**Description of the task:** Report how many lines in the records below contain the word "signpost". Give only the number.

━━━ Dataset records

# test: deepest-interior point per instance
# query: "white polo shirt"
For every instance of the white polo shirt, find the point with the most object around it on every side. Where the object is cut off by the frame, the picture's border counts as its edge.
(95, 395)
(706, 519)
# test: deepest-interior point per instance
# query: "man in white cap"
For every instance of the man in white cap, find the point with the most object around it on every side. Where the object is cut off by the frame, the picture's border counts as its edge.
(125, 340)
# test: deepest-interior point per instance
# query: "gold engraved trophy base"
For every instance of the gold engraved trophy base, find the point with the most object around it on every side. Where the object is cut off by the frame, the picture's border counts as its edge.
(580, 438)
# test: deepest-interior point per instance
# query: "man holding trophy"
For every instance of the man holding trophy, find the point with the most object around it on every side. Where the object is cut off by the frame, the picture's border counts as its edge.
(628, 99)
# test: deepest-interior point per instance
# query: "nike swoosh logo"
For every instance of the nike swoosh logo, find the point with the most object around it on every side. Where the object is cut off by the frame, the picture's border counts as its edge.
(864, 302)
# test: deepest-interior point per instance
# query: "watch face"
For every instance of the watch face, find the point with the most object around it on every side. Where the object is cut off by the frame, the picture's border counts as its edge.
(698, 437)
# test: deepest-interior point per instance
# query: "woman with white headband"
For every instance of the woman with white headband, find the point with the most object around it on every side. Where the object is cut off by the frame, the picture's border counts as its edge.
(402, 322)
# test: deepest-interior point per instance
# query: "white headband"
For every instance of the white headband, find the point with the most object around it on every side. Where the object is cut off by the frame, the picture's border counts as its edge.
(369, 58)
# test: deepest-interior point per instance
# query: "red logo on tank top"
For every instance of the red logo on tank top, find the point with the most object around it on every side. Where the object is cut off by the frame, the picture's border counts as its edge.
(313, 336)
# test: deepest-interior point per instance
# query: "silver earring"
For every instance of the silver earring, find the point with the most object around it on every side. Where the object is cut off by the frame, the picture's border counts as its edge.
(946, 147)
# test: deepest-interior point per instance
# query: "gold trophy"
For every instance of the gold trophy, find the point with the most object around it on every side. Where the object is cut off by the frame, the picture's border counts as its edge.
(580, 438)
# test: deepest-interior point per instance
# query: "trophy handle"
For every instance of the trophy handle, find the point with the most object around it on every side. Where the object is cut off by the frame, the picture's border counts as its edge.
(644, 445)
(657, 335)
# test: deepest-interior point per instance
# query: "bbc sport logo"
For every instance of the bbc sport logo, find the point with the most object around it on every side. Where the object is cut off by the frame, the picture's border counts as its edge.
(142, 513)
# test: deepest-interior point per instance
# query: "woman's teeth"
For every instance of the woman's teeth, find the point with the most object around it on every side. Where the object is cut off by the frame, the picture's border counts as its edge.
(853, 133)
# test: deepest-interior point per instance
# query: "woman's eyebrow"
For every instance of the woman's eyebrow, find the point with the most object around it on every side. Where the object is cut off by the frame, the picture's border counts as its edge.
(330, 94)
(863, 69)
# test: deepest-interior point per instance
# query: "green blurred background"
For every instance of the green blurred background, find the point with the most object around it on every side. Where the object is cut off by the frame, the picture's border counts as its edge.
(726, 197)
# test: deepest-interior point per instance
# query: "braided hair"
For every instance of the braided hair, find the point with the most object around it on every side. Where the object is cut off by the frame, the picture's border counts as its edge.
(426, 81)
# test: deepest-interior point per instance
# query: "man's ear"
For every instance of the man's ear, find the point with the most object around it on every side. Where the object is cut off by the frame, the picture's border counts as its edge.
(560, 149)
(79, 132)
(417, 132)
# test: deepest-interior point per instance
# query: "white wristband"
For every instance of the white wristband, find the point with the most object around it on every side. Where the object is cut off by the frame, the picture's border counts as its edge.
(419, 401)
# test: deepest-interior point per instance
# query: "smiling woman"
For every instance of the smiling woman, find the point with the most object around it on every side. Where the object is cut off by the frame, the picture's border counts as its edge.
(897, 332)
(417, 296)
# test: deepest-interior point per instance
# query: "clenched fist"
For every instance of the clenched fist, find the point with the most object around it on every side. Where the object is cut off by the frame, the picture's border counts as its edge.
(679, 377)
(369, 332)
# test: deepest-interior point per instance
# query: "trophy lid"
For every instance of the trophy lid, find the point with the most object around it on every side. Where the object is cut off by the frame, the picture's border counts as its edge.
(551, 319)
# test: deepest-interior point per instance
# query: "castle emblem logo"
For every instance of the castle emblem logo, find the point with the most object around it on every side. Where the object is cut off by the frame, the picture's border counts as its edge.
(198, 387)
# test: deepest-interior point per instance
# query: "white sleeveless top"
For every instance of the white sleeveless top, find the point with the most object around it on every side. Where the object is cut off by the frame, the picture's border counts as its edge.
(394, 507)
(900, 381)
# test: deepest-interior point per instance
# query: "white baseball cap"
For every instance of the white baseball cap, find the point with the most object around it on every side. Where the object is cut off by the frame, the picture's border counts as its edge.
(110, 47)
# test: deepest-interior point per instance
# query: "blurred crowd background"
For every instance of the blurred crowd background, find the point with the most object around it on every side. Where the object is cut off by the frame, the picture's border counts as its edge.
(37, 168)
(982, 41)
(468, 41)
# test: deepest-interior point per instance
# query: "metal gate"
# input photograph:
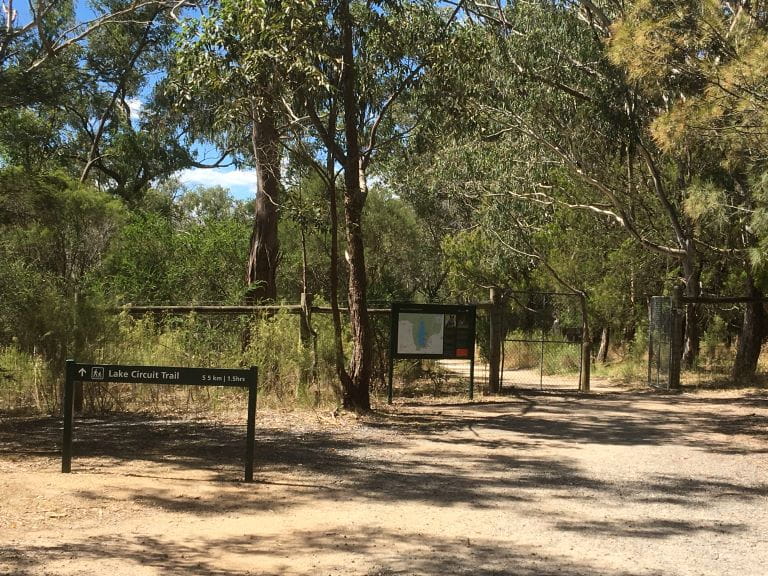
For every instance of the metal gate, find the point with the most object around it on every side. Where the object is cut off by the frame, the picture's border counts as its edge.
(663, 343)
(542, 346)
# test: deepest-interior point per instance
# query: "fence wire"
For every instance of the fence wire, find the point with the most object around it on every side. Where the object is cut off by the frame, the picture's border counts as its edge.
(542, 347)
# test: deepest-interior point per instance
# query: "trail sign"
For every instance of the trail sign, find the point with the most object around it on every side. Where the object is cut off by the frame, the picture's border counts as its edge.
(174, 375)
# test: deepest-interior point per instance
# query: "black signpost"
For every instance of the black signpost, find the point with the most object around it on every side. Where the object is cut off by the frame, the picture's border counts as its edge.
(107, 373)
(432, 331)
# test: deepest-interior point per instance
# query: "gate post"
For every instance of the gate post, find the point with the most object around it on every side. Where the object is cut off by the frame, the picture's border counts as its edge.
(586, 345)
(676, 338)
(496, 317)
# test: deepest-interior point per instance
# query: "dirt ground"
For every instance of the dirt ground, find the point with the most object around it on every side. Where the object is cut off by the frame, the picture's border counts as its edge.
(610, 483)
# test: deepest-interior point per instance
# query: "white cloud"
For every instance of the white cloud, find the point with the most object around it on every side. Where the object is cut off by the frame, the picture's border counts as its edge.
(136, 106)
(241, 183)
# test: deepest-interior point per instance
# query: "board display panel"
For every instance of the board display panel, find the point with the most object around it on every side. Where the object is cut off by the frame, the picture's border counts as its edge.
(433, 331)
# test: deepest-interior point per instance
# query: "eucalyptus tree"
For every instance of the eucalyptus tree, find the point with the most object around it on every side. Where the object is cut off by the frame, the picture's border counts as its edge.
(375, 53)
(70, 79)
(705, 63)
(234, 67)
(546, 88)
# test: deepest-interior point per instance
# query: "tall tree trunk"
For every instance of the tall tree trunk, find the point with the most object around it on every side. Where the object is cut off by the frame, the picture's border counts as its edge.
(261, 273)
(341, 370)
(692, 338)
(605, 339)
(754, 329)
(356, 395)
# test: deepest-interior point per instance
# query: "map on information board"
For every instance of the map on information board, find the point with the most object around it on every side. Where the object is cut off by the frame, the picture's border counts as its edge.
(420, 333)
(433, 330)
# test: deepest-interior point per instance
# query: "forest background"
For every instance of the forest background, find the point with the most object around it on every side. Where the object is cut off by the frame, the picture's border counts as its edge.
(402, 150)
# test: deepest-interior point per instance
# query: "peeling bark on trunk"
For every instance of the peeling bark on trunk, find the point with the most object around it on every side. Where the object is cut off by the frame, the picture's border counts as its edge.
(263, 257)
(692, 337)
(753, 332)
(356, 394)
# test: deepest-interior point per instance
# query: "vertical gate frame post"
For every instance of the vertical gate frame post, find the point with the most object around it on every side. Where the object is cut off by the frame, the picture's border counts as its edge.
(676, 339)
(495, 314)
(250, 441)
(68, 413)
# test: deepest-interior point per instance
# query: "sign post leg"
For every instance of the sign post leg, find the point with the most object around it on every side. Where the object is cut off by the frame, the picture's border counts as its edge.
(69, 399)
(251, 433)
(472, 378)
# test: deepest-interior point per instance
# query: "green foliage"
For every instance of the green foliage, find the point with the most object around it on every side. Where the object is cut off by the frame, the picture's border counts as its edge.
(195, 253)
(54, 235)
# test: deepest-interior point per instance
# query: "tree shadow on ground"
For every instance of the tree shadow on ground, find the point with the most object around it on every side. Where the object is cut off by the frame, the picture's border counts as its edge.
(333, 553)
(440, 455)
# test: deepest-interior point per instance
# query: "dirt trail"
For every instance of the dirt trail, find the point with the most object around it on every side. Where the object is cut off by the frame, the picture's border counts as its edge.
(608, 484)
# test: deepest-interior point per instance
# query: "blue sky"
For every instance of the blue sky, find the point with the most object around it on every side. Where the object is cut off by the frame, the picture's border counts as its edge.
(240, 183)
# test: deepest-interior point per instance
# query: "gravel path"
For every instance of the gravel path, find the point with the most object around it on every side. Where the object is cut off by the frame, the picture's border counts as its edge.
(605, 484)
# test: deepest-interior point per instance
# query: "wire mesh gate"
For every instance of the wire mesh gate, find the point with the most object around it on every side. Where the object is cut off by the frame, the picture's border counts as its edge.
(663, 343)
(542, 346)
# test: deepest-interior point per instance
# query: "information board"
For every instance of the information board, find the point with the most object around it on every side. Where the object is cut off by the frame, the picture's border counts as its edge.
(437, 331)
(433, 331)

━━━━━━

**Answer for this exercise:** 2